■ What you will do
Word for word, transcribe the lines from the one containing "Locate every instance of the puffin" through the end of the entries, both included, and nothing else.

[Point annotation dataset records]
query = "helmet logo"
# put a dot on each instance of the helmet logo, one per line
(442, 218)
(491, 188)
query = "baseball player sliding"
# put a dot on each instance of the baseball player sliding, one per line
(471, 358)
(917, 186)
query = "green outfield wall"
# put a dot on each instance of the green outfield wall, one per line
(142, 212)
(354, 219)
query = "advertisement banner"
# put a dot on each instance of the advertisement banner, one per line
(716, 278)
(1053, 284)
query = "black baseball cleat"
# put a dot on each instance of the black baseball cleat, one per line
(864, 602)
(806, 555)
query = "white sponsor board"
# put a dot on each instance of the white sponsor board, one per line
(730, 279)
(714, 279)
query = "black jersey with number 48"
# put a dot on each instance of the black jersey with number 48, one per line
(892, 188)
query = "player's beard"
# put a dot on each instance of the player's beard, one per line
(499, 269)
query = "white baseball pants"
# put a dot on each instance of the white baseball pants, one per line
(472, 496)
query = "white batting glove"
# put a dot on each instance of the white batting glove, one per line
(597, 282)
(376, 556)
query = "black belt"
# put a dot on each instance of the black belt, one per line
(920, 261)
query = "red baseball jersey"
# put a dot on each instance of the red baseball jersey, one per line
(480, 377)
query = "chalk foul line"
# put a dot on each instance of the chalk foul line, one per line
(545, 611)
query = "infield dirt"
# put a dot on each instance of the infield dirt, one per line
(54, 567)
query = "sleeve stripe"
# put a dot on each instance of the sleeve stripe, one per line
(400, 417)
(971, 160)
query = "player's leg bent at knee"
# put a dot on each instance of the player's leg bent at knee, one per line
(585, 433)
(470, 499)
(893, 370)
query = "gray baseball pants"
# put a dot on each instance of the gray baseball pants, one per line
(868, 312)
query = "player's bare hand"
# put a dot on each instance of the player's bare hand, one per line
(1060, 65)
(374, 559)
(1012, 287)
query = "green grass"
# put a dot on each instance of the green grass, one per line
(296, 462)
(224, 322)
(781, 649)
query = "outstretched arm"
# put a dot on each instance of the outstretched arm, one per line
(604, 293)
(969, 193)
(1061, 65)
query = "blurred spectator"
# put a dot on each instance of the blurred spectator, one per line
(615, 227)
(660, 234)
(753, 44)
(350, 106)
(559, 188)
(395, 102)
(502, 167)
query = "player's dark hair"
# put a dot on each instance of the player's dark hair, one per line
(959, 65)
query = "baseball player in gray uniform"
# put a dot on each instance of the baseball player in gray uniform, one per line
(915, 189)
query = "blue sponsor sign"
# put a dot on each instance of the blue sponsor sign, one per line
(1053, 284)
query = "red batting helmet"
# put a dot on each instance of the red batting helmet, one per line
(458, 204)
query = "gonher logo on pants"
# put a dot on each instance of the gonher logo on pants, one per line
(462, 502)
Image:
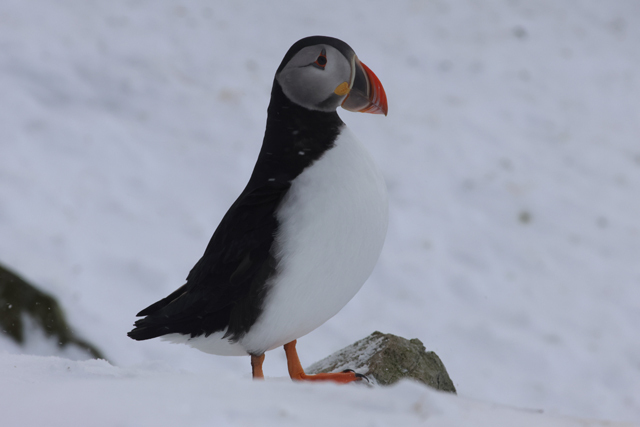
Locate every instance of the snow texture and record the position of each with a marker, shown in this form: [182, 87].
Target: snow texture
[512, 157]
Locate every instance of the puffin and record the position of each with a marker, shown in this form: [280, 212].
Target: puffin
[305, 233]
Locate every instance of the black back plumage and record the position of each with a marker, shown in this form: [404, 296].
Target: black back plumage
[227, 286]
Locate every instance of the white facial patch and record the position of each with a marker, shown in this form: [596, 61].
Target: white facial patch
[310, 85]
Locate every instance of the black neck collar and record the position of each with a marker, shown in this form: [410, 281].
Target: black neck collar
[294, 138]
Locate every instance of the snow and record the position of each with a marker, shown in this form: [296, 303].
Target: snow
[512, 156]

■ Final answer
Locate every instance of the puffin and record the position of each with a marker, shown in this form: [280, 212].
Target: puffin
[305, 233]
Locate every instance of the black back plumage and record the position of each with a marker, shown in this form: [404, 296].
Target: black back plumage
[227, 286]
Locate every instance of the white facial patch and record the position of each with a marker, shown in this form: [596, 61].
Target: white facial patch
[310, 85]
Locate every instance of the black neck collar and record the position of each with a marker, shown in this form: [410, 281].
Target: black neck collar
[294, 138]
Locate every instance of the snow and record the position of each with a marker, shown in this form: [296, 303].
Target: snow
[512, 156]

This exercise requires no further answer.